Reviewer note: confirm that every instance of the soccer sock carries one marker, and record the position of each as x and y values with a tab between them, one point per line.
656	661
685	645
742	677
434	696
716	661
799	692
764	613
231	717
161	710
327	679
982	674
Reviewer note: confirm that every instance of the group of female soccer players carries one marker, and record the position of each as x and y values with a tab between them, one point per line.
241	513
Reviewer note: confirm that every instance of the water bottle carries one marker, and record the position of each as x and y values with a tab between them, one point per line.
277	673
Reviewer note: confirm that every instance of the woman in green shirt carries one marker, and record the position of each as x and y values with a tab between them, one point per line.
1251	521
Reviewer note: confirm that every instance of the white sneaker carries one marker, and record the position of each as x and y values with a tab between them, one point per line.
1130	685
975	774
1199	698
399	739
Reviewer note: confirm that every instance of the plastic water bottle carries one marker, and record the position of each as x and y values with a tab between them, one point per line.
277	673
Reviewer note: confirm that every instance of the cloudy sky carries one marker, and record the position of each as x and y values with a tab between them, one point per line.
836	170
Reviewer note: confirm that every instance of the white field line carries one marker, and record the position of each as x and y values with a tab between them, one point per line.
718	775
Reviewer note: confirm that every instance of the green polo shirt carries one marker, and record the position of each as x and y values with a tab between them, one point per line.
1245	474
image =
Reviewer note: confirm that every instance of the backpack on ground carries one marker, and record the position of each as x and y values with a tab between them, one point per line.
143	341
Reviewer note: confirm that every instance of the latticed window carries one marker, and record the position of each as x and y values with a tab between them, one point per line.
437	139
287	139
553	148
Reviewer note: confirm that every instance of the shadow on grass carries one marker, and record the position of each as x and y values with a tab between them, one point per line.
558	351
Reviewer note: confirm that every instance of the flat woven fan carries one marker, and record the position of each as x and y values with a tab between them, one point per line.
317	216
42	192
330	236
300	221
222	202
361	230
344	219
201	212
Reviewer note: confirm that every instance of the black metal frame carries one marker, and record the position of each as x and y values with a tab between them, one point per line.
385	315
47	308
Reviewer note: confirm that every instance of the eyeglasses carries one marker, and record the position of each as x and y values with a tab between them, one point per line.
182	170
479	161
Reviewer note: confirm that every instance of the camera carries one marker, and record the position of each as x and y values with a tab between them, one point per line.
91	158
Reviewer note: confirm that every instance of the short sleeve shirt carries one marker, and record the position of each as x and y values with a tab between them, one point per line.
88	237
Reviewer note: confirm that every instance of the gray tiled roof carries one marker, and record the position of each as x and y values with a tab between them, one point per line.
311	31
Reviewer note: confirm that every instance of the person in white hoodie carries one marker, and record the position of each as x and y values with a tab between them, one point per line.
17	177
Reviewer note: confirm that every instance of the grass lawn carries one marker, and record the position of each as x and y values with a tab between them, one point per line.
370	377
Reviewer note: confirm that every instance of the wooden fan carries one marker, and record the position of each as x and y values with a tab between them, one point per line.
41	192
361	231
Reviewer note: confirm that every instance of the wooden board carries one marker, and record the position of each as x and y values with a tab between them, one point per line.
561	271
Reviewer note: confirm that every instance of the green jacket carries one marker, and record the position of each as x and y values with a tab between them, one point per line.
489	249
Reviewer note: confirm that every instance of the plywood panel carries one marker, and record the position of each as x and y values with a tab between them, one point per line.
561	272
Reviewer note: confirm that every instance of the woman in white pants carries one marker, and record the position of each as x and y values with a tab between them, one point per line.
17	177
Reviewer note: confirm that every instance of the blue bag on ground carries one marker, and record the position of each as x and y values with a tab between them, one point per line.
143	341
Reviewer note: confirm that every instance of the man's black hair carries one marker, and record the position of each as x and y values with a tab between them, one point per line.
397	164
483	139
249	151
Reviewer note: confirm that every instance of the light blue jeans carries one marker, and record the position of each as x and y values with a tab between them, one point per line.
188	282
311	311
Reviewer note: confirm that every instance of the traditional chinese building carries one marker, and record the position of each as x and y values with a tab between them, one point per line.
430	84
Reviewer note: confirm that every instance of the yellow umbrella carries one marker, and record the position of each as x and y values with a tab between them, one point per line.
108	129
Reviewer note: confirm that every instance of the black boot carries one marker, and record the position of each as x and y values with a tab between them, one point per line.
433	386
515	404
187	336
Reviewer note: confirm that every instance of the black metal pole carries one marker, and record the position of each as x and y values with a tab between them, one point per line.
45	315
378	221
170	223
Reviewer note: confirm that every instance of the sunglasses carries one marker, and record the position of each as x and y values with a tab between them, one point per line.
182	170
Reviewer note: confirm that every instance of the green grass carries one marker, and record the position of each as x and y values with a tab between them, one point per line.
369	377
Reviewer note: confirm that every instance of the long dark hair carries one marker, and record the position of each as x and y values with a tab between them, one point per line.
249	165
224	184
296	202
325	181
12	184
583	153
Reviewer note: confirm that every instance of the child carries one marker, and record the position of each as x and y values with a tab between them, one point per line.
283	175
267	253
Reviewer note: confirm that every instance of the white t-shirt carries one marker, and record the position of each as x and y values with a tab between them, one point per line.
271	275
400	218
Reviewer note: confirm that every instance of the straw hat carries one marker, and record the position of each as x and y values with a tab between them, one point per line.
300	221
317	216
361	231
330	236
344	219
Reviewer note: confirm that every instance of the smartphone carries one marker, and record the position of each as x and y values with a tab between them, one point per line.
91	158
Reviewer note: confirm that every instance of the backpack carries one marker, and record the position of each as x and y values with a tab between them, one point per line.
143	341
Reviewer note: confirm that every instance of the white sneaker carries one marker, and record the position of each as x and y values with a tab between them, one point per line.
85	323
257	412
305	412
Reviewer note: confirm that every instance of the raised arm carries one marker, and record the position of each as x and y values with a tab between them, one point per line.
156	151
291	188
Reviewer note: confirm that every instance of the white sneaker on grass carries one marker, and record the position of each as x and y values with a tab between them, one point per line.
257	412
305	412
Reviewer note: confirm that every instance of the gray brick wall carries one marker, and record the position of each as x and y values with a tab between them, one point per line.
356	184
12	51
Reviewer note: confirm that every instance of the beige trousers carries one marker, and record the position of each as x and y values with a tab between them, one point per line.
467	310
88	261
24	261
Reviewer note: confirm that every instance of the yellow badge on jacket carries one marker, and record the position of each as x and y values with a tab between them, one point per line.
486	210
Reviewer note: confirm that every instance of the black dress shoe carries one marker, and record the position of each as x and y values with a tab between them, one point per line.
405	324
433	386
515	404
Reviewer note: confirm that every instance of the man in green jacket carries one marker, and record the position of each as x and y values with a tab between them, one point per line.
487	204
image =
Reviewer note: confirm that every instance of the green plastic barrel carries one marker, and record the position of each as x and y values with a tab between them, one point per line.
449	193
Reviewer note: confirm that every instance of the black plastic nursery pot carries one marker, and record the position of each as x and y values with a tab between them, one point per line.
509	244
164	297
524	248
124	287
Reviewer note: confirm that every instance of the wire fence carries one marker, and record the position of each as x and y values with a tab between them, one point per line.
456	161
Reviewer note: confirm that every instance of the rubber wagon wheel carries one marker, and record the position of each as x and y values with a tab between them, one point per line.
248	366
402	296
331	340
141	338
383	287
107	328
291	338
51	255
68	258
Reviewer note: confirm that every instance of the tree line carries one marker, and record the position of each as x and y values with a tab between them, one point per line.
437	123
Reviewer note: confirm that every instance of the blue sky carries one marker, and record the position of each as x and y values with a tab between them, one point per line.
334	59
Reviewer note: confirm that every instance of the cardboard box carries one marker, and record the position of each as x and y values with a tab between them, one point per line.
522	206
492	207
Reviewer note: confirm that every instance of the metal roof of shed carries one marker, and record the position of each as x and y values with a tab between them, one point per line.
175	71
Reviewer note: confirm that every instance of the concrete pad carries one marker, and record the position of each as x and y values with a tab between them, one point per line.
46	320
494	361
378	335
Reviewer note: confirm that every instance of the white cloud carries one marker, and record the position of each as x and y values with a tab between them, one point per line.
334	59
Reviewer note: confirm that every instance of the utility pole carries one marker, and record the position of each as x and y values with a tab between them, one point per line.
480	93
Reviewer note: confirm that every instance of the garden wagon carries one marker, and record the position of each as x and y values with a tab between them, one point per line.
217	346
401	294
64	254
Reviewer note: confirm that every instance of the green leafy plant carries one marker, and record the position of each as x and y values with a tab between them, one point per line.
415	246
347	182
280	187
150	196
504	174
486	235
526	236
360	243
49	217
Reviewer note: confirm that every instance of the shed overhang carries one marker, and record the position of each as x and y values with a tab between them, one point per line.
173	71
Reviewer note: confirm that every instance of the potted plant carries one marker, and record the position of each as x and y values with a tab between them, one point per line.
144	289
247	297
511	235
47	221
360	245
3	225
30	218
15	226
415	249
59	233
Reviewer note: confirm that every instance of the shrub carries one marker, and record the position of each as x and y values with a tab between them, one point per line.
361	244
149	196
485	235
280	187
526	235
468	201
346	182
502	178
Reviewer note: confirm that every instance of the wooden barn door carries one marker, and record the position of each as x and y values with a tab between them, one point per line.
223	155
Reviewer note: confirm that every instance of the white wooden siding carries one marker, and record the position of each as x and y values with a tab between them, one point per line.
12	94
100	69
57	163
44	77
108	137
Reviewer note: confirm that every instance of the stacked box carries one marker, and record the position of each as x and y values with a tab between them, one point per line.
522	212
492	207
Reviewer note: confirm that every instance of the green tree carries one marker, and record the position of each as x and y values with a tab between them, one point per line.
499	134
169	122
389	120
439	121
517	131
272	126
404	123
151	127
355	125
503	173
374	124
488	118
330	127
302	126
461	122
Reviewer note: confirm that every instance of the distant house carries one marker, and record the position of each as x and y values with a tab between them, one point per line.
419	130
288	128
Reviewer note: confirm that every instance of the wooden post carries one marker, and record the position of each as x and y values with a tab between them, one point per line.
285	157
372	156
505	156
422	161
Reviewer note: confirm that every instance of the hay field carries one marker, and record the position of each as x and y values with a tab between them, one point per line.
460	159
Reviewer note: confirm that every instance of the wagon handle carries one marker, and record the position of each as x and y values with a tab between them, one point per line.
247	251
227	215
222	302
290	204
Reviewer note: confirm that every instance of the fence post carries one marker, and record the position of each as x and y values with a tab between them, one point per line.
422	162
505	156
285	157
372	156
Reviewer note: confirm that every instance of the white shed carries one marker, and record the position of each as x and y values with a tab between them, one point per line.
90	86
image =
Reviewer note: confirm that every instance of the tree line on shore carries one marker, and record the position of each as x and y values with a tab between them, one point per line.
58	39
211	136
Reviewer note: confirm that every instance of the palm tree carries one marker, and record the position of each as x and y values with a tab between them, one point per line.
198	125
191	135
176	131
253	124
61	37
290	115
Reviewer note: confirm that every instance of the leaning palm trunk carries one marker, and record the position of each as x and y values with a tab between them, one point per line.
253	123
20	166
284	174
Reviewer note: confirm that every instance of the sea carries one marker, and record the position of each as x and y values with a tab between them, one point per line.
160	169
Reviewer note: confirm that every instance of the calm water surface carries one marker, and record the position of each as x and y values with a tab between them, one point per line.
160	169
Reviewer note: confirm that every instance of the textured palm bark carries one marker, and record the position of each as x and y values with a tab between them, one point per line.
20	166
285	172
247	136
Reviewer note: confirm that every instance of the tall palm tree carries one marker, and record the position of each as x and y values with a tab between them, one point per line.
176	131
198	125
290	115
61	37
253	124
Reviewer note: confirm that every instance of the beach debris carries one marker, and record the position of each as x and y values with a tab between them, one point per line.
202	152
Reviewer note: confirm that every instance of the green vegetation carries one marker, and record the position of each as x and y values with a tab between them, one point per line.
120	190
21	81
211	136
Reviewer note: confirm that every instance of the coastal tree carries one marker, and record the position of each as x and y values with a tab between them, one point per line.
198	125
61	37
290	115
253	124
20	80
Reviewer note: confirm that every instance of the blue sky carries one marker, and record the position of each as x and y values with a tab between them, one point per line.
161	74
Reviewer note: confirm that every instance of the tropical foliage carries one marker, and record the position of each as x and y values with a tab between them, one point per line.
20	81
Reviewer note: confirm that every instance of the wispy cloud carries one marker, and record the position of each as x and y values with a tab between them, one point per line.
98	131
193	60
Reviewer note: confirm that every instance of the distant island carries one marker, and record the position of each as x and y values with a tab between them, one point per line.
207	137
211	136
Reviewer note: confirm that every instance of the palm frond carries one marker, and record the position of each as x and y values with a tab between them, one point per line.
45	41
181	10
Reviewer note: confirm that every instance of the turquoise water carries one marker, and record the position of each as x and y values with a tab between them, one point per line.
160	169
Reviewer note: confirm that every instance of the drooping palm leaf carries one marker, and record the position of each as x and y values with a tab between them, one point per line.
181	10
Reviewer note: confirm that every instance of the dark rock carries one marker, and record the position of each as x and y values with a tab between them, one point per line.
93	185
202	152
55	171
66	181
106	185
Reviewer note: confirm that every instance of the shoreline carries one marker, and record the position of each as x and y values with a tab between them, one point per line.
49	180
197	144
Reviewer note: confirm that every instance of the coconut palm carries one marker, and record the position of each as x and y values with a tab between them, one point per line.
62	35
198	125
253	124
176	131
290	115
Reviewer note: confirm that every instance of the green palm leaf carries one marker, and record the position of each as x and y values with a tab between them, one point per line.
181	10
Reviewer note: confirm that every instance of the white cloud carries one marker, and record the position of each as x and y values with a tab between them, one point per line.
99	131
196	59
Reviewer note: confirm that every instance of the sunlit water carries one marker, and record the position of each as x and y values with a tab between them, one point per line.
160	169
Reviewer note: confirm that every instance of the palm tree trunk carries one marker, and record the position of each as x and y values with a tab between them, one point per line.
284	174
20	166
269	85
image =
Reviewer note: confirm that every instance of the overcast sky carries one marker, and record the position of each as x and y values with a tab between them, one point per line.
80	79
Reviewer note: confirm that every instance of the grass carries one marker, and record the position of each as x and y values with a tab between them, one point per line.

= Exercise =
Only the lines from the one with "palm tree trunk" to the end of the listing are wanted. Print them exactly, keeping both ends.

= Task result =
Reviewer note: confirm that every instance of the palm tree trunk carries one marker, and record the position of each as x and y values with a tab between them, one point per line.
284	174
20	166
269	85
image =
Reviewer note: confirm that every instance of the overcast sky carries one marker, and record the position of each as x and y values with a tab between them, one point per line.
80	79
Reviewer note: confirm that every instance of the grass carries one marker, and record the position of each as x and y values with a tab between them, one point per line.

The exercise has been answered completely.